- TEXTE DE RÉFÉRENCE
· · · ·
Une tentative de lecture postcommuniste de la globalisation du monde a propos du livre "Empire" de Toni Négri et Michel Hardt sur la globalisation du monde.
La traduction du livre " Empire " de Toni Négri et Michel Hardt vient d'être éditée par Exils. Cet ouvrage décalé est un outil de combat intellectuel qui mérite quelques commentaires.
Ancien dirigeant italien du mouvement Autonomie ouvrière, Toni Négri est un des théoriciens du gauchisme italien des années 70. Son ouvrage est instructif sur plusieurs points. Le point fort de la démarche des deux auteurs est d'avoir écrit un essai conçu comme une nouvelle grille de lecture du monde actuel. Ils le présentent comme un nouveau manifeste communiste. Cette volonté de se hisser à un niveau de pensée globale est en phase avec le contexte actuel. Cet effort mérite d'être souligné. Il est à mettre en parallèle avec une des faiblesses majeures de la science politique occidentale, c'est-à-dire l'incapacité chronique de dépasser le langage politiquement correct bâti patiemment durant la guerre froide. Sciences Po Paris aborde la problématique de la superpuissance américaine sous la forme d'un discours très "quai d'Orsay", à savoir les relations turbulentes avec un allié incontournable(1). Il est inutile d'y chercher la moindre trace de recherche sur la problématique alliés / adversaires. Il s'agit pourtant d'une des clés de lecture pour déchiffrer les relations géoéconomiques entre les Etats-Unis, l'Europe et l'Asie depuis la chute du Mur de Berlin.
· · · ·
(Extraits de données d'étiquetage de lieux)
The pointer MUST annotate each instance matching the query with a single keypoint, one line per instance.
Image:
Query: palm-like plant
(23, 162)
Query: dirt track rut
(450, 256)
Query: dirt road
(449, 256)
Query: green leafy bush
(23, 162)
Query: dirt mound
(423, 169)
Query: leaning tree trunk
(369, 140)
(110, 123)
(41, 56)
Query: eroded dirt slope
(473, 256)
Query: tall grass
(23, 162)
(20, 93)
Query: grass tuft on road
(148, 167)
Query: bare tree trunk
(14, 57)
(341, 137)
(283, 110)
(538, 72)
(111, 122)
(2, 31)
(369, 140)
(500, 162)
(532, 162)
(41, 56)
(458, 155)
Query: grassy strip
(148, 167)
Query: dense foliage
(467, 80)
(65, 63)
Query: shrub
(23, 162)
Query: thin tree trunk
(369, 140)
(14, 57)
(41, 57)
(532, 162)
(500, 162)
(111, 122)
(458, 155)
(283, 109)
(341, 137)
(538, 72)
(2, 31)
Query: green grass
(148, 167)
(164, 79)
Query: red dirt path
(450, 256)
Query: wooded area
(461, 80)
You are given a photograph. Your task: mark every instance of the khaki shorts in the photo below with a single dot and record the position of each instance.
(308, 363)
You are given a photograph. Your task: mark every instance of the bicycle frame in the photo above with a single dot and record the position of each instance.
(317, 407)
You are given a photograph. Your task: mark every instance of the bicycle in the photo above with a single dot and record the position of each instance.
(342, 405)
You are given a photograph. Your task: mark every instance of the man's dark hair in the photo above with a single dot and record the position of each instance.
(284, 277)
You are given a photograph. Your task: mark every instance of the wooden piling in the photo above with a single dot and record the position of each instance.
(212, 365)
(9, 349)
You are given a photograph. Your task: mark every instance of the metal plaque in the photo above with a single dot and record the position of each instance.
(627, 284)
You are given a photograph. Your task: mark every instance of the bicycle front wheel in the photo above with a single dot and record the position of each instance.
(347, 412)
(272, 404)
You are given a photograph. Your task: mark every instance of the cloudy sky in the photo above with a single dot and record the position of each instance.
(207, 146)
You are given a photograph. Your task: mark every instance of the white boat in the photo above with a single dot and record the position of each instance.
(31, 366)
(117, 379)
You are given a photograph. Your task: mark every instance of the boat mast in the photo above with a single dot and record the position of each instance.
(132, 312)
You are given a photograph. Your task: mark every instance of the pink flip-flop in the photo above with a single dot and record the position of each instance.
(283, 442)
· · · ·
- TRAVAUX PROPOSÉS
(1) Répondez aux questions suivantes à partir du texte sur l'ouvrage « Empire » :
(a) Quel éditeur a publié la traduction de l'ouvrage ?
(b) De quel mouvement Toni Négri a-t-il été l'un des dirigeants ?
(c) Comment les deux auteurs présentent-ils leur essai ?
(2) Retranscrivez fidèlement le passage du texte sur l'ouvrage « Empire » qui s'ouvre sur les mots « Une tentative de » et se clôt sur les mots « globalisation du monde. ».
(3) Résumez en deux phrases le texte sur l'ouvrage « Empire ».

- CORRIGÉS DANS L'ORDRE
(1)
(a) Exils.
(b) Le mouvement Autonomie ouvrière.
(c) Comme un nouveau manifeste communiste.

(2)
Une tentative de lecture postcommuniste de la globalisation du monde a propos du livre "Empire" de Toni Négri et Michel Hardt sur la globalisation du monde.

(3) La traduction d'« Empire », de Toni Négri et Michel Hardt, vient de paraître chez Exils, et les auteurs présentent cet essai, conçu comme une nouvelle grille de lecture du monde actuel, comme un nouveau manifeste communiste. Cet effort de pensée globale est mis en parallèle avec l'incapacité chronique de la science politique occidentale à dépasser le langage politiquement correct de la guerre froide, et l'on ne trouve à Sciences Po Paris aucune trace de recherche sur la problématique alliés / adversaires.